Task prompt: Render each nonblank line of the listing below as a row in a Markdown table with the columns Number and Entry, and omit the pictures.
———
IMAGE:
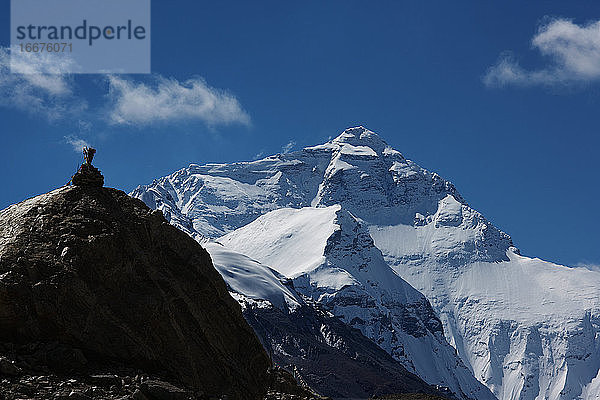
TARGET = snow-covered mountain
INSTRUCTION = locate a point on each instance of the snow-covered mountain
(526, 328)
(331, 259)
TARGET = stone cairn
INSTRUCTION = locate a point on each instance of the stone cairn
(88, 175)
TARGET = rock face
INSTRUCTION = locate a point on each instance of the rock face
(103, 275)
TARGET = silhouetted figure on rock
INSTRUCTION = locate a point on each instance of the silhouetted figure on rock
(88, 154)
(88, 175)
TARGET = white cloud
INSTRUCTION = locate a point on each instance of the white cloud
(288, 147)
(573, 51)
(136, 103)
(77, 143)
(34, 83)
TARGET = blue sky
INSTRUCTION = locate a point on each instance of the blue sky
(501, 99)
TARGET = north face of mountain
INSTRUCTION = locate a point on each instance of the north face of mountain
(322, 351)
(520, 332)
(102, 279)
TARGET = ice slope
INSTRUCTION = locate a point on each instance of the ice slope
(248, 279)
(433, 239)
(331, 258)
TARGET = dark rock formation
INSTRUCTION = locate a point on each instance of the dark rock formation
(88, 175)
(329, 356)
(110, 282)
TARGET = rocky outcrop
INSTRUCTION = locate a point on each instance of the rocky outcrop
(110, 282)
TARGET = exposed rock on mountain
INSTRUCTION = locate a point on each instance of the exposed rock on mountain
(520, 333)
(111, 282)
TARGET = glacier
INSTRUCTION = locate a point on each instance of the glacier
(523, 327)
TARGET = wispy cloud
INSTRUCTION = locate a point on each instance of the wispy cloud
(33, 83)
(573, 52)
(288, 147)
(168, 100)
———
Answer to the exercise:
| Number | Entry |
|---|---|
| 1 | IMAGE: |
| 2 | TARGET = snow-covered mountain |
| 3 | INSTRUCTION = locate a point on each instance of the snow-covered mountain |
| 4 | (526, 328) |
| 5 | (331, 259) |
| 6 | TARGET = stone cairn |
| 7 | INSTRUCTION = locate a point on each instance of the stone cairn |
| 8 | (88, 175) |
| 9 | TARGET = rock face |
| 10 | INSTRUCTION = locate a point on each instance of the rock face |
| 11 | (103, 275) |
| 12 | TARGET = silhouetted figure on rock |
| 13 | INSTRUCTION = locate a point on each instance of the silhouetted figure on rock |
| 14 | (88, 154) |
| 15 | (88, 175) |
| 16 | TARGET = white cloud |
| 17 | INSTRUCTION = locate a point on each instance of the white cloud |
| 18 | (288, 147) |
| 19 | (573, 51) |
| 20 | (136, 103) |
| 21 | (77, 143) |
| 22 | (34, 83) |
| 23 | TARGET = blue sky |
| 24 | INSTRUCTION = locate a point on each instance of the blue sky |
| 25 | (501, 99) |
| 26 | TARGET = north face of mountain |
| 27 | INSTRUCTION = locate a point on each instance of the north face of mountain |
| 28 | (322, 351) |
| 29 | (520, 332) |
| 30 | (102, 279) |
| 31 | TARGET = ice slope |
| 32 | INSTRUCTION = locate a point on each instance of the ice slope |
| 33 | (248, 279) |
| 34 | (433, 239) |
| 35 | (331, 258) |
| 36 | TARGET = dark rock formation |
| 37 | INSTRUCTION = locate a point on each instance of the dark rock formation |
| 38 | (88, 175) |
| 39 | (329, 356) |
| 40 | (110, 282) |
| 41 | TARGET = rocky outcrop |
| 42 | INSTRUCTION = locate a point on each instance of the rocky outcrop |
| 43 | (110, 282) |
| 44 | TARGET = exposed rock on mountain |
| 45 | INSTRUCTION = locate a point on each instance of the exposed rock on mountain |
| 46 | (520, 333) |
| 47 | (111, 282) |
| 48 | TARGET = glacier |
| 49 | INSTRUCTION = locate a point on each instance of the glacier |
| 50 | (523, 327) |
| 51 | TARGET = wispy cloud |
| 52 | INSTRUCTION = locate a point on each instance of the wispy cloud |
| 53 | (33, 83) |
| 54 | (573, 52) |
| 55 | (288, 147) |
| 56 | (168, 100) |